Looking at the material below, work out how many of its lines hold the string "loose". Give that figure alone.

------------------------------------

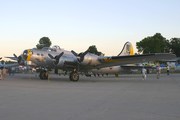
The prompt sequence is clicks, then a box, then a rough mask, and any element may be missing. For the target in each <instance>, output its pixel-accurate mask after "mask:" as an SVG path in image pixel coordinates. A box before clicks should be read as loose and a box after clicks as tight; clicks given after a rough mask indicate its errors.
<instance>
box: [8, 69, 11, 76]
mask: <svg viewBox="0 0 180 120" xmlns="http://www.w3.org/2000/svg"><path fill="white" fill-rule="evenodd" d="M8 72H9V75H11V72H12V69H11V67H9V68H8Z"/></svg>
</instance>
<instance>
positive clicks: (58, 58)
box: [48, 52, 64, 65]
mask: <svg viewBox="0 0 180 120" xmlns="http://www.w3.org/2000/svg"><path fill="white" fill-rule="evenodd" d="M63 54H64V52H62V53H60V54H59V55H56V56H55V57H53V56H52V55H51V54H48V56H49V57H50V58H51V59H52V60H53V61H54V64H55V65H57V64H58V63H59V58H60V57H61V56H62V55H63Z"/></svg>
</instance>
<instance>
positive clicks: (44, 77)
mask: <svg viewBox="0 0 180 120" xmlns="http://www.w3.org/2000/svg"><path fill="white" fill-rule="evenodd" d="M48 76H49V73H48V72H47V71H46V70H42V71H41V72H40V74H39V77H40V78H41V80H47V79H48Z"/></svg>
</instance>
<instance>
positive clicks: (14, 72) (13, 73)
mask: <svg viewBox="0 0 180 120" xmlns="http://www.w3.org/2000/svg"><path fill="white" fill-rule="evenodd" d="M15 69H16V68H15V67H12V75H14V74H15Z"/></svg>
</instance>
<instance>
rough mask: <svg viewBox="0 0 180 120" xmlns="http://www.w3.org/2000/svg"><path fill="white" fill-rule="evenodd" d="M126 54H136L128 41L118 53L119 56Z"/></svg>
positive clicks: (126, 42)
mask: <svg viewBox="0 0 180 120" xmlns="http://www.w3.org/2000/svg"><path fill="white" fill-rule="evenodd" d="M124 55H134V51H133V46H132V44H131V43H130V42H126V43H125V44H124V47H123V49H122V51H121V52H120V53H119V54H118V56H124Z"/></svg>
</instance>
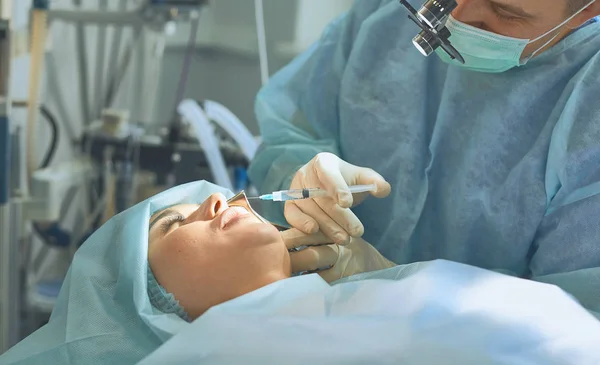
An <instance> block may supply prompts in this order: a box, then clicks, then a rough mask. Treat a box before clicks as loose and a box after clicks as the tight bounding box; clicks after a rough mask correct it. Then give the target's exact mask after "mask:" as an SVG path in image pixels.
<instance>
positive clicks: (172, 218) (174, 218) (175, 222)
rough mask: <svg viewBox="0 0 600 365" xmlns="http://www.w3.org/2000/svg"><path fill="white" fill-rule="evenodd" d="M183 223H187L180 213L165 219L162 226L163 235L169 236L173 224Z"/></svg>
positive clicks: (165, 217) (162, 223) (161, 224)
mask: <svg viewBox="0 0 600 365" xmlns="http://www.w3.org/2000/svg"><path fill="white" fill-rule="evenodd" d="M183 221H185V217H184V216H183V215H181V214H179V213H175V214H173V215H169V216H168V217H165V219H164V220H163V222H162V223H161V224H160V231H161V232H162V234H163V235H164V234H167V232H169V230H170V229H171V227H172V226H173V224H175V223H181V222H183Z"/></svg>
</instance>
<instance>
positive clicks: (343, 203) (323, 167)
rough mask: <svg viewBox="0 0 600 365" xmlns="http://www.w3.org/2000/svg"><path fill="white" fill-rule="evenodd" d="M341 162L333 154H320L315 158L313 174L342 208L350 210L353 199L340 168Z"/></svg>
mask: <svg viewBox="0 0 600 365" xmlns="http://www.w3.org/2000/svg"><path fill="white" fill-rule="evenodd" d="M339 161H341V160H340V159H339V157H337V156H335V155H333V154H330V153H320V154H318V155H317V156H316V157H315V158H314V161H313V164H312V170H313V171H312V172H313V173H314V174H315V176H316V177H317V179H318V180H319V182H320V183H321V187H322V188H323V189H325V190H327V192H328V193H329V195H330V196H331V197H332V198H333V200H334V201H335V202H336V203H337V204H339V205H340V206H341V207H342V208H350V207H351V206H352V202H353V198H352V194H351V193H350V189H348V184H347V183H346V180H345V179H344V176H342V173H341V171H340V169H339V167H338V166H339Z"/></svg>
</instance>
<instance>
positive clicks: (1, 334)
mask: <svg viewBox="0 0 600 365" xmlns="http://www.w3.org/2000/svg"><path fill="white" fill-rule="evenodd" d="M11 3H12V1H11V0H0V354H1V353H3V352H5V351H6V350H8V348H10V347H11V346H12V345H14V344H15V343H16V342H17V340H18V332H19V331H18V328H17V323H18V322H17V320H18V317H19V313H18V307H17V305H16V300H17V295H18V285H17V284H18V283H17V282H16V278H18V262H17V260H16V258H17V247H15V245H14V243H13V240H11V222H12V219H11V204H10V198H11V191H10V181H11V179H10V172H11V166H10V162H11V154H10V152H11V150H10V140H11V137H10V135H11V128H10V127H11V125H10V119H9V116H10V106H11V99H10V67H11V61H12V52H11V43H10V38H11V18H12V7H11V5H12V4H11Z"/></svg>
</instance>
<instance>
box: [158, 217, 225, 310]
mask: <svg viewBox="0 0 600 365" xmlns="http://www.w3.org/2000/svg"><path fill="white" fill-rule="evenodd" d="M193 233H194V232H193V231H192V230H189V229H186V228H179V229H177V230H176V231H174V232H172V233H171V234H169V235H168V236H166V237H165V238H163V239H162V240H160V241H158V242H156V243H155V244H153V245H152V246H151V247H150V250H149V253H148V260H149V262H150V267H151V268H152V271H153V273H154V274H155V276H156V278H157V280H158V281H159V282H160V284H161V285H162V286H163V287H165V289H166V290H167V291H169V292H171V293H173V294H174V295H175V297H176V298H177V299H178V300H180V301H182V299H184V298H185V296H186V295H189V293H191V292H193V288H194V287H196V285H198V283H196V281H197V278H196V277H195V275H194V274H196V273H197V272H198V271H199V270H200V271H202V272H205V271H206V270H211V267H210V266H211V265H214V261H213V260H211V257H210V252H209V251H208V250H207V244H206V242H207V241H208V240H210V239H211V236H210V235H207V234H204V235H203V236H202V237H198V236H197V235H195V234H193Z"/></svg>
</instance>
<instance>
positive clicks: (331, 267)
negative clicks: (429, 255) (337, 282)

------------------------------------

**OUTPUT OF THE TASK**.
2